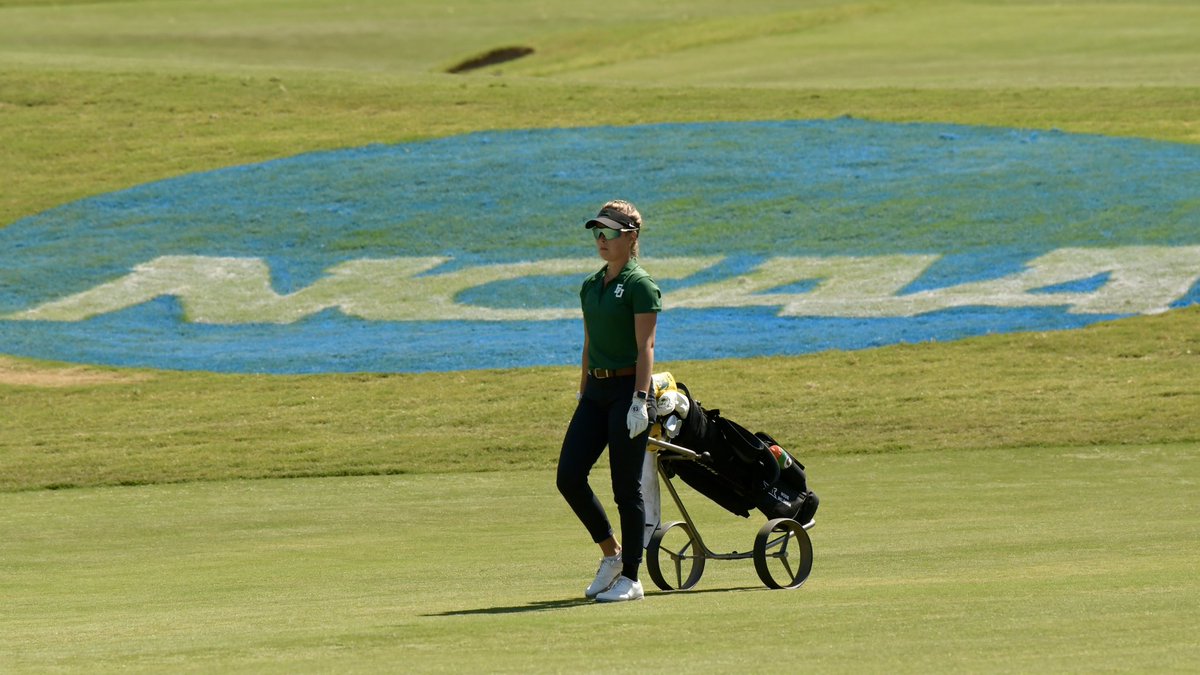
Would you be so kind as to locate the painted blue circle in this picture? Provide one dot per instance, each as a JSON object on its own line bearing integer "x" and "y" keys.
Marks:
{"x": 984, "y": 202}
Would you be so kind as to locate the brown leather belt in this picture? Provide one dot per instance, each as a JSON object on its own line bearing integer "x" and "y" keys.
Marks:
{"x": 604, "y": 374}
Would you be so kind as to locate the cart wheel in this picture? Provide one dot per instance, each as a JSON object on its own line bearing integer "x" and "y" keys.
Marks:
{"x": 673, "y": 559}
{"x": 783, "y": 554}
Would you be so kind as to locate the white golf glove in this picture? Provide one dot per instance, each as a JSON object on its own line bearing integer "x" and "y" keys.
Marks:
{"x": 639, "y": 418}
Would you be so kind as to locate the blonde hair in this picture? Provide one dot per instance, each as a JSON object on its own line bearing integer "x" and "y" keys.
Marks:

Directions –
Update the entries starting at the line containing "Would you be so kind as to locate the white" and ending at the last entry, replacing "blonde" with "brown" and leaving everything else unchanged. Give back only those lines.

Exercise response –
Would you be so kind as to locate the white golf glove in this picture? Provide one dot per instance, each as a JSON object on its own line bearing integer "x" and "y" keys.
Marks:
{"x": 639, "y": 418}
Would you be so kind as to locate the brown hair in this picture? Provide one dot per instance, each as a JSON object on its own line bearing integer "x" and "y" keys.
Marks:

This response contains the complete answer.